(Records for pointing to named objects)
* begin *

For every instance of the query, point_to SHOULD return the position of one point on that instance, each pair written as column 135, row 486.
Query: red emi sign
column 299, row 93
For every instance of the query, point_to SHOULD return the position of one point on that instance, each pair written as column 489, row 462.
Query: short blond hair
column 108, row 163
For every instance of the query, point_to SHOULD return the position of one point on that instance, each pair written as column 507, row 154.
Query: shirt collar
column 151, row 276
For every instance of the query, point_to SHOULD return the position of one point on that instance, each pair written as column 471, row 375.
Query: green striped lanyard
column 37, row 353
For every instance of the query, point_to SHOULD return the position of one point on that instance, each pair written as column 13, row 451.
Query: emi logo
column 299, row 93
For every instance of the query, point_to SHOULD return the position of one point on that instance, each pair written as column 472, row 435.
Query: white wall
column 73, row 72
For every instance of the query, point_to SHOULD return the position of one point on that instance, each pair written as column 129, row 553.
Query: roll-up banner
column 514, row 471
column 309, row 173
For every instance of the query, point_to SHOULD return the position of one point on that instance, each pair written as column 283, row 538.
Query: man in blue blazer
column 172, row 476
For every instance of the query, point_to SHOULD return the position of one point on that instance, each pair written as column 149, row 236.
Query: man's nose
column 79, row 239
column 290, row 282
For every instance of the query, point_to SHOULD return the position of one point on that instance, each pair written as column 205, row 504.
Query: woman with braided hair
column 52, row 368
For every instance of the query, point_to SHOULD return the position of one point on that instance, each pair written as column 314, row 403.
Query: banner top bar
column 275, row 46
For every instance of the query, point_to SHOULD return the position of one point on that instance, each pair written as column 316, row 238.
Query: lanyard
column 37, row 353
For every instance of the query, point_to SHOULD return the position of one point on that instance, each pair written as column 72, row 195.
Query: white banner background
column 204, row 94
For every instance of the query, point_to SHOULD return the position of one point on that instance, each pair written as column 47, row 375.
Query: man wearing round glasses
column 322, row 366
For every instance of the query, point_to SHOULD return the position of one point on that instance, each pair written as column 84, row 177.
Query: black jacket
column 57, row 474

* end *

**AIM**:
Render everything from the line containing "283, row 538." down to the end of the data as a Markdown table with the columns No. and Line, one numbered row per line and blank lines omitted.

**EXERCISE OUTPUT**:
| No. | Line |
|---|---|
| 1 | For every instance of the query, point_to SHOULD return the position of one point on that instance, each pair written as column 283, row 538. |
| 2 | Query: man in blue blazer |
| 3 | column 172, row 476 |
| 4 | For every instance of the query, point_to SHOULD return the position of one point on that instance, each pair written as column 149, row 236. |
| 5 | Query: man's nose |
| 6 | column 79, row 239 |
| 7 | column 290, row 282 |
| 8 | For every instance of the query, point_to SHOULD return the position of one point on that instance, each pair written as column 205, row 504. |
| 9 | Query: woman with braided hair |
| 10 | column 52, row 368 |
| 11 | For every instance of the query, point_to SHOULD return the position of one point on that instance, each pair written as column 314, row 403. |
| 12 | Query: banner top bar |
| 13 | column 275, row 46 |
| 14 | For every instance of the query, point_to SHOULD return the position of one point on that instance, each pair written as column 316, row 238. |
| 15 | Query: lanyard |
| 16 | column 37, row 353 |
| 17 | For every instance of the query, point_to SHOULD return the position of one point on that instance, each pair written as column 72, row 195. |
| 18 | Query: white banner background |
| 19 | column 204, row 94 |
| 20 | For every instance of the query, point_to SHOULD return the position of one point on that instance, each pair written as column 47, row 375. |
| 21 | Query: man wearing round glasses |
| 22 | column 322, row 366 |
| 23 | For every instance of the query, point_to SHOULD return the position of one point on that instance, each pair written as column 84, row 177. |
| 24 | Query: black jacket |
| 25 | column 57, row 474 |